### CONSEGNA A
Aggiorna il passo del testo sull'Impresa di Fiume che si apre con le parole "In qualunque Paese" e si chiude con "e moderna d'Europa.", mettendo "Carta fondamentale" al posto di "Costituzione".
### CONSEGNA B
Rispondi a queste domande sul testo sull'Impresa di Fiume:
(i) In quali date iniziò e terminò l'Impresa di Fiume?
(ii) Quale modello aveva d'Annunzio, secondo il testo?
(iii) Che cosa rifondò d'Annunzio per ordinare la società e proteggere i lavoratori?
### CONSEGNA C
Elenca tutti gli studiosi che, secondo il testo sull'Impresa di Fiume, hanno smontato il giudizio di cripto-fascismo su quell'impresa.

### TESTO
......

Controcultura

Così "Yoga" unì a Fiume reazione e rivoluzione

Un saggio ricostruisce la storia (e trascrive i testi) della rivista che segnò l'impresa di d'Annunzio

Così "Yoga" unì a Fiume reazione e rivoluzione

In qualunque Paese del mondo, l'Impresa di Fiume (12 settembre 1919-25 dicembre 1920) sarebbe festeggiata come una pagina gloriosa della storia nazionale, uno scatto d'orgoglio sfociato in una utopia che ancora affascina molti sognatori. In Italia, il colpo di mano di Gabriele d'Annunzio è stato invece catalogato alla voce cripto-fascismo e quindi rimosso per indegnità. Questo giudizio è stato smontato da Renzo De Felice, Michael Ledeen, Francesco Perfetti, Claudia Salaris e Giordano Bruno Guerri. È vero. Il Duce sfruttò abilmente gli strumenti e gli slogan della propaganda dannunziana. Le analogie davvero importanti finiscono qui. La distanza dal fascismo si può misurare nella «Carta del Carnaro» promulgata da Gabriele d'Annunzio. All'epoca era la Costituzione più libertaria e moderna d'Europa.

Il centenario della Marcia di Ronchi finirà nella solita stucchevole polemica: Gabriele d'Annunzio era fascista o antifascista? Nessuna delle due. D'Annunzio era dannunziano. Voleva imporre con la forza leggi che avessero il sapore di un bacio a mezzanotte. Il suo modello erano le antiche città-stato rinascimentali e la Serenissima. Non era il Duce, era un Duca o un Doge alla guida di un esercito simile a una compagnia di ventura. Per ordinare la società e proteggere i lavoratori, d'Annunzio rifondò le corporazioni, altra idea antica. Anche il mecenatismo artistico-musicale discendeva in linea diretta dal Cinquecento. Questa era la reazione. Poi c'era la rivoluzione: parità dei sessi, eleggibilità delle donne a ogni carica, suffragio universale, autonomia dei Comuni, insegnamento nelle varie lingue del territorio, istruzione primaria gratuita, assistenza sociale per malati e indigenti.

......

### Voci di immagini su regioni denominate
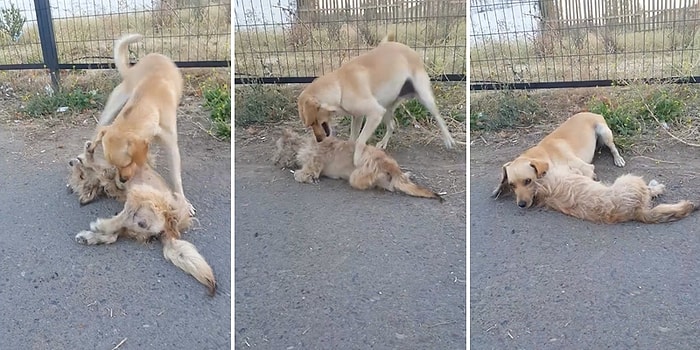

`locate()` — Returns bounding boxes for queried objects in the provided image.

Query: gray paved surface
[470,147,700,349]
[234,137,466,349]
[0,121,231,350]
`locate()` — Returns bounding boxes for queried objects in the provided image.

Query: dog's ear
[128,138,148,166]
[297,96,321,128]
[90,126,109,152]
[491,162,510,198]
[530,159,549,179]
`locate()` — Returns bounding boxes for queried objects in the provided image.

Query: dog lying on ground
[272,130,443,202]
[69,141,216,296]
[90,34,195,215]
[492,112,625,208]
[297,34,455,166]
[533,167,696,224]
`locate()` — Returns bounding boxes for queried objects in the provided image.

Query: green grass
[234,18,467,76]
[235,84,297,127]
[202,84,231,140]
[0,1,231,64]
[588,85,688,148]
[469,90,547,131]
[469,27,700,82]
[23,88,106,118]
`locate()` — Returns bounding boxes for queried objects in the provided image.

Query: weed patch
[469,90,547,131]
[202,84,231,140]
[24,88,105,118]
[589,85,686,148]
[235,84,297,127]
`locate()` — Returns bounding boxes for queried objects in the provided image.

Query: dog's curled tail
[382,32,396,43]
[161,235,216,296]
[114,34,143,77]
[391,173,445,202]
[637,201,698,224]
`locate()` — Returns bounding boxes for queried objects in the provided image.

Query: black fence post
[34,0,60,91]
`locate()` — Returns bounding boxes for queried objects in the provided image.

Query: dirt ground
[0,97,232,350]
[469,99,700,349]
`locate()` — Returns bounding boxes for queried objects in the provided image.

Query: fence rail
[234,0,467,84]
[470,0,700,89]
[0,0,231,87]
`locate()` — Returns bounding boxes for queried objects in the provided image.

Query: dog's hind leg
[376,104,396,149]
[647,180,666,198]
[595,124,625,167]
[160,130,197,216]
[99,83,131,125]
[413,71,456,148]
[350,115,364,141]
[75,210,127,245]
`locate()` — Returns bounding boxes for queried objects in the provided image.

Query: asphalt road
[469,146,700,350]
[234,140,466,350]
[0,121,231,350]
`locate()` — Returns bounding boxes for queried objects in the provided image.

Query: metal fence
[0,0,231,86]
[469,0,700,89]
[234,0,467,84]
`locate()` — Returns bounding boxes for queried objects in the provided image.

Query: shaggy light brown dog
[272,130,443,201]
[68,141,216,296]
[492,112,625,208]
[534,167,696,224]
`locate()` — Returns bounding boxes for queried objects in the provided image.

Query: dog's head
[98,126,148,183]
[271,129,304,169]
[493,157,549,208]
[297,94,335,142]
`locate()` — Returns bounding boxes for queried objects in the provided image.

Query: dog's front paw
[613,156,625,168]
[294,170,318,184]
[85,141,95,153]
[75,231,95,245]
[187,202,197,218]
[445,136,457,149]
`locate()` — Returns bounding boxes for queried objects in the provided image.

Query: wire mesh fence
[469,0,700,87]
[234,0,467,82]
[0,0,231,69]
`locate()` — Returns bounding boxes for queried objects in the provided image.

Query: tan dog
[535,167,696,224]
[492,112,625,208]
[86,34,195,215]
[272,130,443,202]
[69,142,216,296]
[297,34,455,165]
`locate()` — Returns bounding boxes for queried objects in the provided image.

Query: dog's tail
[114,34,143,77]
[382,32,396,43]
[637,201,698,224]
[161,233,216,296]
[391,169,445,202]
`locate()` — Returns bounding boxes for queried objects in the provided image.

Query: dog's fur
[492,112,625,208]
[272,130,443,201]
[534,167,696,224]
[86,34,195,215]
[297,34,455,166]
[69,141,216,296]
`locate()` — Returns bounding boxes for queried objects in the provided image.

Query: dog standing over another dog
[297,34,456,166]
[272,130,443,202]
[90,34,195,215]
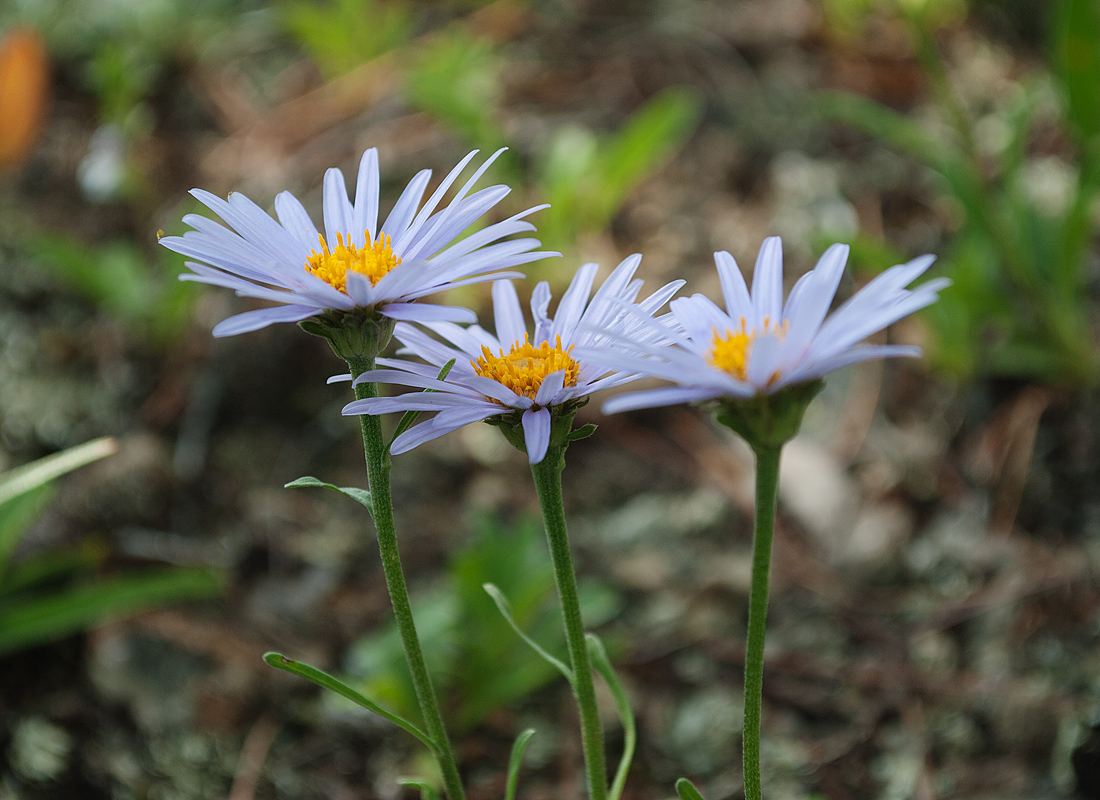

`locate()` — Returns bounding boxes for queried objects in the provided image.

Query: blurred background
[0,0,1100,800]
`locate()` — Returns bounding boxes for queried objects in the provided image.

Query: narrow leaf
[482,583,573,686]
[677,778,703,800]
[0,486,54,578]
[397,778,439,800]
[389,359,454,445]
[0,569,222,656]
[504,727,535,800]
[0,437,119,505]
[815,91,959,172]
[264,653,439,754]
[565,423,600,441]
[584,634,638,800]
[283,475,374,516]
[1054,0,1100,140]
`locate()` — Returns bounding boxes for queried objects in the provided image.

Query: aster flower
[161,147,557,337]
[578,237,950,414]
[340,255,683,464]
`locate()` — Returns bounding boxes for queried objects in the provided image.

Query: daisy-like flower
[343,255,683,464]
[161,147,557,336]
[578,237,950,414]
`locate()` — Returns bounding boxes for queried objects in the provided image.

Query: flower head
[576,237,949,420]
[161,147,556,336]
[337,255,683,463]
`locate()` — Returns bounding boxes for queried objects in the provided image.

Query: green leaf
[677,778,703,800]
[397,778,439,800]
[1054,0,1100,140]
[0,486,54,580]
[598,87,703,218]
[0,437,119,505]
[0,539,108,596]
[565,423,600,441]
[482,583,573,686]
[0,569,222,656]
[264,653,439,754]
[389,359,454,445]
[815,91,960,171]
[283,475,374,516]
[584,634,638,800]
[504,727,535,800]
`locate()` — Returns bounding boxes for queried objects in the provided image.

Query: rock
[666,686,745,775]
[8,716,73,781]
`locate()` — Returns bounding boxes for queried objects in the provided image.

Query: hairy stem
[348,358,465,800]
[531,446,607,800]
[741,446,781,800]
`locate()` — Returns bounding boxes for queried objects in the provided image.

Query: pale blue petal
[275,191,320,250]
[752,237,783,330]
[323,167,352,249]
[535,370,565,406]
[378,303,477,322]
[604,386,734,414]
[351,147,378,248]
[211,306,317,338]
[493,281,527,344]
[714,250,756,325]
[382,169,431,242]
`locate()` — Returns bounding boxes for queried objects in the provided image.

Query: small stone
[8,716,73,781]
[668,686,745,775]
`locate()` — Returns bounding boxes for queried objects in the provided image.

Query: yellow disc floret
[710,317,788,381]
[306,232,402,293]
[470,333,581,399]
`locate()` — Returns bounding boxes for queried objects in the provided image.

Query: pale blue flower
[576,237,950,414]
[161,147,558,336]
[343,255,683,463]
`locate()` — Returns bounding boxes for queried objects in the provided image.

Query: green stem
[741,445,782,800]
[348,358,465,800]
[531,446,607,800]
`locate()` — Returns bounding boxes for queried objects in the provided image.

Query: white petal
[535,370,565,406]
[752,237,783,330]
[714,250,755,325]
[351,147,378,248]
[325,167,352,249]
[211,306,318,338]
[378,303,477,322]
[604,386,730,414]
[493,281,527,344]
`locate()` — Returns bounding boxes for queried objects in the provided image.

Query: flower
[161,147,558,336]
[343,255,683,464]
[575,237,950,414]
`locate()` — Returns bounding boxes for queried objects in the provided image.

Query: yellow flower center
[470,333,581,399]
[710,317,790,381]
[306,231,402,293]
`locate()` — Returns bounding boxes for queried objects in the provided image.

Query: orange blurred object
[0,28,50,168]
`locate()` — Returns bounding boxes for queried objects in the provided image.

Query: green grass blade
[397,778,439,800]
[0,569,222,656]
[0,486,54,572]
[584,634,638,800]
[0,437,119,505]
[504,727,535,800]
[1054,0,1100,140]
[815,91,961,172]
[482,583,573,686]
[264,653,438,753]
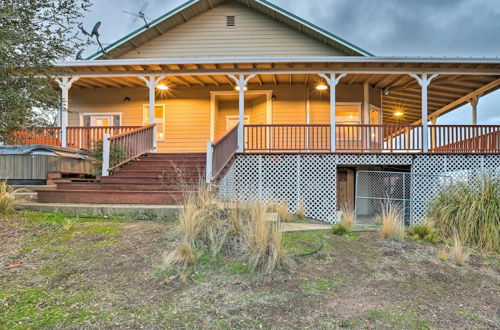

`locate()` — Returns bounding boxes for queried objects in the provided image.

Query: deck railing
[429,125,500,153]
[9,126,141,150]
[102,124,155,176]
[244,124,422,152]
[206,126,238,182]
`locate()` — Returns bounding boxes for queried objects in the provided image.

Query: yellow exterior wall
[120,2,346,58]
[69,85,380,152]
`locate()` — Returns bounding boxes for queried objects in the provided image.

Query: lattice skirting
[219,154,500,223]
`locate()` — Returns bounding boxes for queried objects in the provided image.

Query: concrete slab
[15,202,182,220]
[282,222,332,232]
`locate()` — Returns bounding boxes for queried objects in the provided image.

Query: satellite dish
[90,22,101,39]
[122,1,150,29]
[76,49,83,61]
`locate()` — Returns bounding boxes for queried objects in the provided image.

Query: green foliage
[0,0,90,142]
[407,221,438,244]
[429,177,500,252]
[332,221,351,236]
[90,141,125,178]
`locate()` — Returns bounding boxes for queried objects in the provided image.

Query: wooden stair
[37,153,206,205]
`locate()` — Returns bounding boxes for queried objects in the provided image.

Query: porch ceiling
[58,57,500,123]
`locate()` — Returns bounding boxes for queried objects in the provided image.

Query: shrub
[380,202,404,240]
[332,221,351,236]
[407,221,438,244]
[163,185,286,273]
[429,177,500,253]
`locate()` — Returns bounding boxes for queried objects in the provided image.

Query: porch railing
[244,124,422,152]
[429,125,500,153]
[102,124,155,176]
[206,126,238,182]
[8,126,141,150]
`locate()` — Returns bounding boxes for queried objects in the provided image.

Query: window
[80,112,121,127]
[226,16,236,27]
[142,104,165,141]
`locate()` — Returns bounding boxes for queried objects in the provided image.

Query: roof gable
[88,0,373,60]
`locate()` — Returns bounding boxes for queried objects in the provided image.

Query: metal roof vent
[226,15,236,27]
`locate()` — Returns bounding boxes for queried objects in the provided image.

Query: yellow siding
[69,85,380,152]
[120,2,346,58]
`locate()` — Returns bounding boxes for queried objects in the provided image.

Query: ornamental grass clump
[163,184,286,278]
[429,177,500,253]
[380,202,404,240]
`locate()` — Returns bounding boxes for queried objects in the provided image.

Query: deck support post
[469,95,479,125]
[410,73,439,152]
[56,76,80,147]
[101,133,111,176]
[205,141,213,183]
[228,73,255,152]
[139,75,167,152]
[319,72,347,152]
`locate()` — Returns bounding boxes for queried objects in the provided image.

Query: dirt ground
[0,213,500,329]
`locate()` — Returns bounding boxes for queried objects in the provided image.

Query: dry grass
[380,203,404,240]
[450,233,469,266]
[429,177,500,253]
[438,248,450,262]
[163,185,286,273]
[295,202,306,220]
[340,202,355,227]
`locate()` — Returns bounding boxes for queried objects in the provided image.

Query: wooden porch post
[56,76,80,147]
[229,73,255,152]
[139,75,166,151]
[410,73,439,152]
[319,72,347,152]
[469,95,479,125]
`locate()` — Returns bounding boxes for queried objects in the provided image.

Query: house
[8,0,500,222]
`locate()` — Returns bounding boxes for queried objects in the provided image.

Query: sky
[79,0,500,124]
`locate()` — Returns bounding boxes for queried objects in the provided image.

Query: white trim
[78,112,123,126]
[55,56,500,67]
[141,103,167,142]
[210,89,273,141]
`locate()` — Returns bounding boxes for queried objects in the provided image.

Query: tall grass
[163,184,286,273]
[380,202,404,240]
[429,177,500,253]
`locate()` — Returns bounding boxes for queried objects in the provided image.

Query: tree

......

### SOLUZIONE A
In qualunque Paese del mondo, l'Impresa di Fiume (12 settembre 1919-25 dicembre 1920) sarebbe festeggiata come una pagina gloriosa della storia nazionale, uno scatto d'orgoglio sfociato in una utopia che ancora affascina molti sognatori. In Italia, il colpo di mano di Gabriele d'Annunzio è stato invece catalogato alla voce cripto-fascismo e quindi rimosso per indegnità. Questo giudizio è stato smontato da Renzo De Felice, Michael Ledeen, Francesco Perfetti, Claudia Salaris e Giordano Bruno Guerri. È vero. Il Duce sfruttò abilmente gli strumenti e gli slogan della propaganda dannunziana. Le analogie davvero importanti finiscono qui. La distanza dal fascismo si può misurare nella «Carta del Carnaro» promulgata da Gabriele d'Annunzio. All'epoca era la Carta fondamentale più libertaria e moderna d'Europa.

### SOLUZIONE B
(i) Iniziò il 12 settembre 1919 e terminò il 25 dicembre 1920.
(ii) Le antiche città-stato rinascimentali e la Serenissima.
(iii) Le corporazioni.

### SOLUZIONE C
Renzo De Felice, Michael Ledeen, Francesco Perfetti, Claudia Salaris, Giordano Bruno Guerri.